- Selected extract:
· · ·
We implement a demo system to evaluate the performance of our method. Our results show a substantial improvement in accuracy.

The rest of this article is organized as follows. In section “Related work,” we present the basic techniques of estimation of position using a WiFi device. We introduce our system design and present the detailed algorithm in section “System design.” In section “Simulation,” we describe the system implementation and report evaluation results. Finally, section “Conclusion and future work” concludes the article with future directions.

Related work

Previous WiFi-based indoor localization mechanisms (Figure 1) are generally divided into two categories: fingerprinting based and model based.

Figure 1.

Taxonomy of indoor localization systems.

The fingerprinting-based approach contains two stages, offline stage and online stage. In the offline stage, the RSS collector needs to take a mobile device and walk through the building to mark locations and collect RSS values. Then, store RSS values and corresponding coordinates into fingerprint database. In the online stage, the mobile device collects the real-time RSS values and matches them to the RSS values stored in the fingerprint database and then determines the location of the user. Most of these methods utilize RF signals. Radio detection and ranging (RADAR)¹⁵ is an early system using this technique. Horus¹⁶ improves upon RADAR by employing a stochastic description of the RSS-location relationships and using a maximum likelihood–based method to estimate locations. However, this technique faces a great deficiency that it is pretty costly to collect and label the training data in a large scale building.

The model-based method applies a geometrical way to work out locations, and the information used in the location calculation contains RF propagation distances and all AP locations. These approaches assume the signal strength is consistent with a specific model (such as log-distance path loss model). Due to the effects of multi-path and shadow fading, the WiFi strength is quite noisy and highly depends upon environment. Although some previous works have been introduced, for instance, Wang et al.¹⁷ present a curve right–based indoor localization approach to construct a fitted RSS-distance function for each transmitter, PinPoint,¹⁸ Cricket,⁵ and VOR,¹⁹ there is always a large error for this kind of method.

There are many studies presented to improve the accuracy of fingerprint-based indoor localization. Since smartphones have been equipped with a number of sensors, leveraging inertial sensors to improve localization accuracy is gradually possible. Based on the inertial sensor data, we are able to know and record users’ movements, such as sitting, walking, and running.^20–23 The combination of IMU and the WiFi RSS is introduced by Yang et al.,²⁴ and Zhang et al.^25,26 make a fusion of WiFi RSS, IMU, and map information to get a better accuracy. Also, the filter technique is widely used to improve accuracy, such as Chen et al.²⁷ and Evennou and Marx.²⁸ utilize Kalman filter with WiFi RSS and IMU for precision localization. Sheng et al.²⁹ recognize that RSS measurement points cannot be collected densely in large open indoor environments. However, they do not deal with the complexity in large space environments.
· · ·
- Records to process:
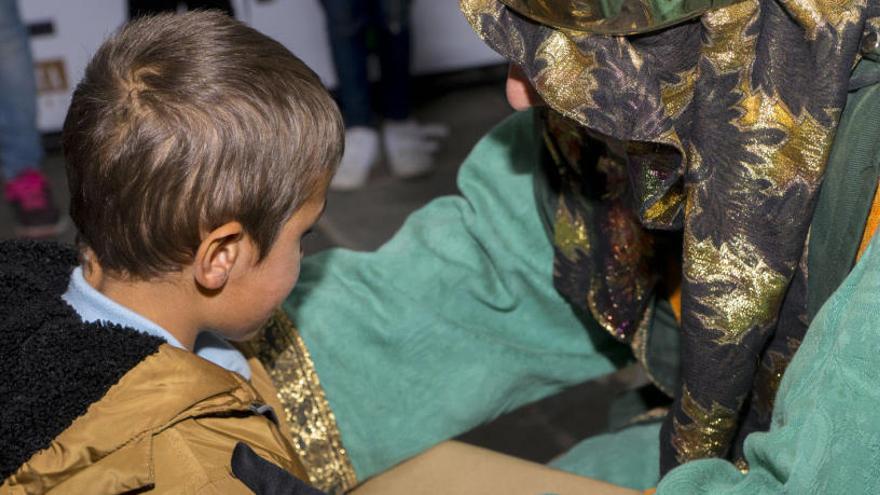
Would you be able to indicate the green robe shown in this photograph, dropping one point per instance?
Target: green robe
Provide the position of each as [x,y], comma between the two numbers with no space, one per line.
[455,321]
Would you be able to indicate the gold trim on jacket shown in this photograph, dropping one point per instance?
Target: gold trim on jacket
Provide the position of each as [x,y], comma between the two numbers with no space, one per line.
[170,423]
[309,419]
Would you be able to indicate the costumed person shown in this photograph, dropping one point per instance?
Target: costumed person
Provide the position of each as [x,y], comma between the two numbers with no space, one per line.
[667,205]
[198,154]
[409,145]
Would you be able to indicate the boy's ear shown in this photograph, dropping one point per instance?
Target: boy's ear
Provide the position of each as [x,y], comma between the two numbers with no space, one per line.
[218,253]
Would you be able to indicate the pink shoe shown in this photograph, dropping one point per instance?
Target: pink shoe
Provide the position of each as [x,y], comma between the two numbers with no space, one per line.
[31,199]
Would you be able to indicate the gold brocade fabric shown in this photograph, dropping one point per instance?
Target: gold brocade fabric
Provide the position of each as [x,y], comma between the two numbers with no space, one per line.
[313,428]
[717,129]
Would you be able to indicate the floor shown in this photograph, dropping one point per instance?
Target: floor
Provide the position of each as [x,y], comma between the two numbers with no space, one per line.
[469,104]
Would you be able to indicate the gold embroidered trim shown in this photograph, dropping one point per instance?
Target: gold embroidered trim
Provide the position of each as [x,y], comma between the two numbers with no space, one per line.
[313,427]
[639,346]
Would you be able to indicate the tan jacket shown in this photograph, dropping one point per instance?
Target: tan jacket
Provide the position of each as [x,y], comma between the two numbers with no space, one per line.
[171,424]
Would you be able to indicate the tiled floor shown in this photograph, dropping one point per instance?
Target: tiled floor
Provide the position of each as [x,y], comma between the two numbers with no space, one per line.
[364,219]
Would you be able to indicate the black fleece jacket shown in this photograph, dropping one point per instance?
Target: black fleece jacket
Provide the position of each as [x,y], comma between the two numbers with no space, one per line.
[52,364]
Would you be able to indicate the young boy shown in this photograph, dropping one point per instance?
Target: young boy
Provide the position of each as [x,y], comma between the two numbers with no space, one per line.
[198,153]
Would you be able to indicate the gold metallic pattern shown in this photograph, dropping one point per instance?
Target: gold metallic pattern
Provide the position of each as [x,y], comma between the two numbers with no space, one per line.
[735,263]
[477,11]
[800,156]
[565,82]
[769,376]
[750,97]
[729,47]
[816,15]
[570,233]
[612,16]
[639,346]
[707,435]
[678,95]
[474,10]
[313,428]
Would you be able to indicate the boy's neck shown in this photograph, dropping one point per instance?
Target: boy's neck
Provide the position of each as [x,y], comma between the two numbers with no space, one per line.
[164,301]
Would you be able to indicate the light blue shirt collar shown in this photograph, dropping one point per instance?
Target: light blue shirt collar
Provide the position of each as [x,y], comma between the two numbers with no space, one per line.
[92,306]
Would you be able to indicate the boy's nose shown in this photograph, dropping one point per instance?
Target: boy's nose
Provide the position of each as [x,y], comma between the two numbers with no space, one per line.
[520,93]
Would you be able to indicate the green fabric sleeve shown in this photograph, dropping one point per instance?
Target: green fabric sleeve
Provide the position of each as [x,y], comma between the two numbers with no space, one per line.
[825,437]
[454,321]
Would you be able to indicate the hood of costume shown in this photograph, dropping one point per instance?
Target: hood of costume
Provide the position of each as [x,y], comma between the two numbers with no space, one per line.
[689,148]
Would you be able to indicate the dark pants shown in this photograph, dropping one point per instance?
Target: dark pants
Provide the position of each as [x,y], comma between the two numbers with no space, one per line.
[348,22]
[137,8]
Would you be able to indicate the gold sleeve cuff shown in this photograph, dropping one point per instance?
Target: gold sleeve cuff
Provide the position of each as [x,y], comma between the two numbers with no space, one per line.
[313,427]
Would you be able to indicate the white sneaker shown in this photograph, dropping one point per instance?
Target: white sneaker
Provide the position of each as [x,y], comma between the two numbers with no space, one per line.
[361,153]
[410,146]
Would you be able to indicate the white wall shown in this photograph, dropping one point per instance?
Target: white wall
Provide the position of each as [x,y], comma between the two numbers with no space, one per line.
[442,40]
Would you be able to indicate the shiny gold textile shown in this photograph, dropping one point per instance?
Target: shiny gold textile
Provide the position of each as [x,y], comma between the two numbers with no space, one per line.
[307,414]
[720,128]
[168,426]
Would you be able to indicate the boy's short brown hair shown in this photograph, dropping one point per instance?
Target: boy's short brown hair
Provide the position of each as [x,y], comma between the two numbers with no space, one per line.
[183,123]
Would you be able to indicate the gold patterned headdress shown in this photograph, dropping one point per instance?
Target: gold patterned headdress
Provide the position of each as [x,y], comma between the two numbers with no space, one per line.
· · ·
- What to work on:
A. According to the WiFi indoor localization text, why has using inertial sensors to improve localization accuracy gradually become possible? Answer in one to three sentences.
B. Quote the entries word for word, starting at the line that contains "Would you be able to indicate the gold sleeve" and ending at the last line of the entries.
The WiFi localization text and the entries are separate, unrelated materials.

- List of solutions:
A. It has become possible because smartphones are now equipped with a number of sensors. Their inertial sensor data makes it possible to know and record users' movements, such as sitting, walking, and running.

B.
Would you be able to indicate the gold sleeve cuff shown in this photograph, dropping one point per instance?
Target: gold sleeve cuff
Provide the position of each as [x,y], comma between the two numbers with no space, one per line.
[313,427]
Would you be able to indicate the white sneaker shown in this photograph, dropping one point per instance?
Target: white sneaker
Provide the position of each as [x,y], comma between the two numbers with no space, one per line.
[361,153]
[410,146]
Would you be able to indicate the white wall shown in this photograph, dropping one point per instance?
Target: white wall
Provide the position of each as [x,y], comma between the two numbers with no space, one per line.
[442,40]
Would you be able to indicate the shiny gold textile shown in this photograph, dropping one point per instance?
Target: shiny gold textile
Provide the position of each as [x,y], comma between the two numbers with no space, one per line.
[307,414]
[720,128]
[168,426]
Would you be able to indicate the boy's short brown hair shown in this photograph, dropping one point per instance?
Target: boy's short brown hair
Provide the position of each as [x,y], comma between the two numbers with no space, one per line.
[183,123]
Would you be able to indicate the gold patterned headdress shown in this photograph, dropping one point per instance?
Target: gold patterned headdress
Provide the position of each as [x,y], comma between the two numbers with no space, one per line.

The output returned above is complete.